* Start EXCERPT *

Returns the dataframe with the transaction statistics by segment.

__init__(data, segment_col='segment_name', calc_total=True, extra_aggs=None, calc_rollup=False, rollup_value='Total')

Calculates transaction statistics by segment.

Parameters:

Name Type Description Default
data DataFrame | Table

The transaction data. The dataframe must contain the columns customer_id, unit_spend and transaction_id. If the dataframe contains the column unit_quantity, then the columns unit_spend and unit_quantity are used to calculate the price_per_unit and units_per_transaction.

required
segment_col str | list[str]

The column or list of columns to use for the segmentation. Defaults to "segment_name".

'segment_name'
calc_total bool

Whether to include the total row. Defaults to True.

True
extra_aggs dict[str, tuple[str, str]]

Additional aggregations to perform. The keys in the dictionary will be the column names for the aggregation results. The values are tuples with (column_name, aggregation_function), where: - column_name is the name of the column to aggregate - aggregation_function is a string name of an Ibis aggregation function (e.g., "nunique", "sum") Example: {"stores": ("store_id", "nunique")} would count unique store_ids.

None
calc_rollup bool

Whether to calculate rollup totals. Defaults to False.

False
rollup_value Any | list[Any]

The value to use for rollup totals. Can be a single value applied to all columns or a list of values matching the length of segment_col, with each value cast to match the corresponding column type. Defaults to "Total".

'Total'
Source code in pyretailscience/segmentation/segstats.py
def __init__(
    self,
    data: pd.DataFrame | ibis.Table,
    segment_col: str | list[str] = "segment_name",
    calc_total: bool = True,
    extra_aggs: dict[str, tuple[str, str]] | None = None,
    calc_rollup: bool = False,
    rollup_value: Any | list[Any] = "Total",  # noqa: ANN401 - Any is required for ibis.literal typing
) -> None:
    """Calculates transaction statistics by segment.

    Args:
        data (pd.DataFrame | ibis.Table): The transaction data. The dataframe must contain the columns
            customer_id, unit_spend and transaction_id. If the dataframe contains the column unit_quantity, then
            the columns unit_spend and unit_quantity are used to calculate the price_per_unit and
            units_per_transaction.
        segment_col (str | list[str], optional): The column or list of columns to use for the segmentation.
            Defaults to "segment_name".
        calc_total (bool, optional): Whether to include the total row. Defaults to True.
        extra_aggs (dict[str, tuple[str, str]], optional): Additional aggregations to perform.
            The keys in the dictionary will be the column names for the aggregation results.
            The values are tuples with (column_name, aggregation_function), where:
            - column_name is the name of the column to aggregate
            - aggregation_function is a string name of an Ibis aggregation function (e.g., "nunique", "sum")
            Example: {"stores": ("store_id", "nunique")} would count unique store_ids.
        calc_rollup (bool, optional): Whether to calculate rollup totals. Defaults to False.

* End EXCERPT *

#### REQUIREMENTS:
[A] Could you write out everything in the segstats documentation from "Name Type Description" down to "price_per_unit and units_per_transaction."?
[B] How would you put this sentence from the segstats documentation into Spanish: "The dataframe must contain the columns customer_id, unit_spend and transaction_id."
[C] Can you proceed with the segstats documentation, picking up right after its final sentence?

* Start SUPPLIED ENTRIES *

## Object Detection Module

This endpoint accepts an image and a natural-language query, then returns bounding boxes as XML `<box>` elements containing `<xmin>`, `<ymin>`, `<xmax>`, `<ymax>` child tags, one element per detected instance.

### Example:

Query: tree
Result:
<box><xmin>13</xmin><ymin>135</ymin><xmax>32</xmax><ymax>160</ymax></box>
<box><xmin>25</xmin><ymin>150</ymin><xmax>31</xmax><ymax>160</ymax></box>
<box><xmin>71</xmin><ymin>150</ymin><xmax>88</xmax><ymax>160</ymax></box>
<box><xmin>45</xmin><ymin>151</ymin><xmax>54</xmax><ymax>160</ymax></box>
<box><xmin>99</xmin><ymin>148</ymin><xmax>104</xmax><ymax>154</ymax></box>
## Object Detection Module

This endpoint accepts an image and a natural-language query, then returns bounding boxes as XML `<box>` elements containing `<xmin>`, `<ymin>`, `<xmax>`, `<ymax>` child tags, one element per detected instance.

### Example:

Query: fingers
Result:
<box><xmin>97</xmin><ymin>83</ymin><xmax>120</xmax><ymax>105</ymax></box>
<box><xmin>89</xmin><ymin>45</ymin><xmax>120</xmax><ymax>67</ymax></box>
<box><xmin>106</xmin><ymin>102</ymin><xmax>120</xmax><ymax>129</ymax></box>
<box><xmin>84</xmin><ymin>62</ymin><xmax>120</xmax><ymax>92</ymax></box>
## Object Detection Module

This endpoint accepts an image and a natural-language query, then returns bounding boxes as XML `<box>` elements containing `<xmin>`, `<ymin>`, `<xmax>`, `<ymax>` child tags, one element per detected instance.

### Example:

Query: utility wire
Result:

* End SUPPLIED ENTRIES *

#### RESPONSE LIST:
[A]
Name Type Description Default
data DataFrame | Table

The transaction data. The dataframe must contain the columns customer_id, unit_spend and transaction_id. If the dataframe contains the column unit_quantity, then the columns unit_spend and unit_quantity are used to calculate the price_per_unit and units_per_transaction.

[B] El dataframe debe contener las columnas customer_id, unit_spend y transaction_id.

[C]
        rollup_value (Any | list[Any], optional): The value to use for rollup totals. Can be a single value
            applied to all columns or a list of values matching the length of segment_col, with each value
            cast to match the corresponding column type. Defaults to "Total".
    """
    # Convert data to ibis.Table if it's a pandas DataFrame
    if isinstance(data, pd.DataFrame):
        data = ibis.memtable(data)
    elif not isinstance(data, ibis.Table):
        raise TypeError("data must be either a pandas DataFrame or an ibis Table")

    cols = ColumnHelper()

    if isinstance(segment_col, str):
        segment_col = [segment_col]

    required_cols = [
        cols.unit_spend,
        cols.transaction_id,
        *segment_col,
        *filter(lambda x: x in data.columns, [cols.unit_qty, cols.customer_id]),
    ]

    missing_cols = set(required_cols) - set(data.columns)
    if len(missing_cols) > 0:
        msg = f"The following columns are required but missing: {missing_cols}"
        raise ValueError(msg)

    # Validate extra_aggs if provided
    if extra_aggs:
        for col_tuple in extra_aggs.values():
            col, func = col_tuple
            if col not in data.columns:
                msg = f"Column '{col}' specified in extra_aggs does not exist in the data"
                raise ValueError(msg)
            if not hasattr(data[col], func):
                msg = f"Aggregation function '{func}' not available for column '{col}'"
                raise ValueError(msg)

    self.segment_col = segment_col
    self.extra_aggs = {} if extra_aggs is None else extra_aggs
    self.calc_rollup = calc_rollup
    self.rollup_value = rollup_value

    self.table = self._calc_seg_stats(data, segment_col, calc_total, self.extra_aggs, calc_rollup, rollup_value)

plot(value_col, title=None, x_label=None, y_label=None, ax=None, orientation='vertical', sort_order=None, source_text=None, hide_total=True, **kwargs)

Plots the value_col by segment.

Parameters:

Name Type Description Default
value_col str

The column to plot.

required
title str

The title of the plot. Defaults to None.

None
x_label str

The x-axis label. Defaults to None. When None the x-axis label is blank when the orientation is horizontal. When the orientation is vertical it is set to the value_col in title case.

None
y_label str

The y-axis label. Defaults to None. When None the y-axis label is set to the value_col in title case when the orientation is horizontal. Then the orientation is vertical it is set to blank

None
ax Axes

The matplotlib axes object to plot on. Defaults to None.

None
orientation Literal['vertical', 'horizontal']

The orientation of the plot. Defaults to "vertical".

'vertical'
sort_order Literal['ascending', 'descending', None]

The sort order of the segments. Defaults to None. If None, the segments are plotted in the order they appear in the dataframe.

None
source_text str

The source text to add to the plot. Defaults to None.

None
hide_total bool

Whether to hide the total row. Defaults to True.

True
**kwargs dict[str, any]

Additional keyword arguments to pass to the Pandas plot function.

{}

Returns:

Name Type Description
SubplotBase SubplotBase

The matplotlib axes object.

Raises:

Type Description
ValueError

If the sort_order is not "ascending", "descending" or None.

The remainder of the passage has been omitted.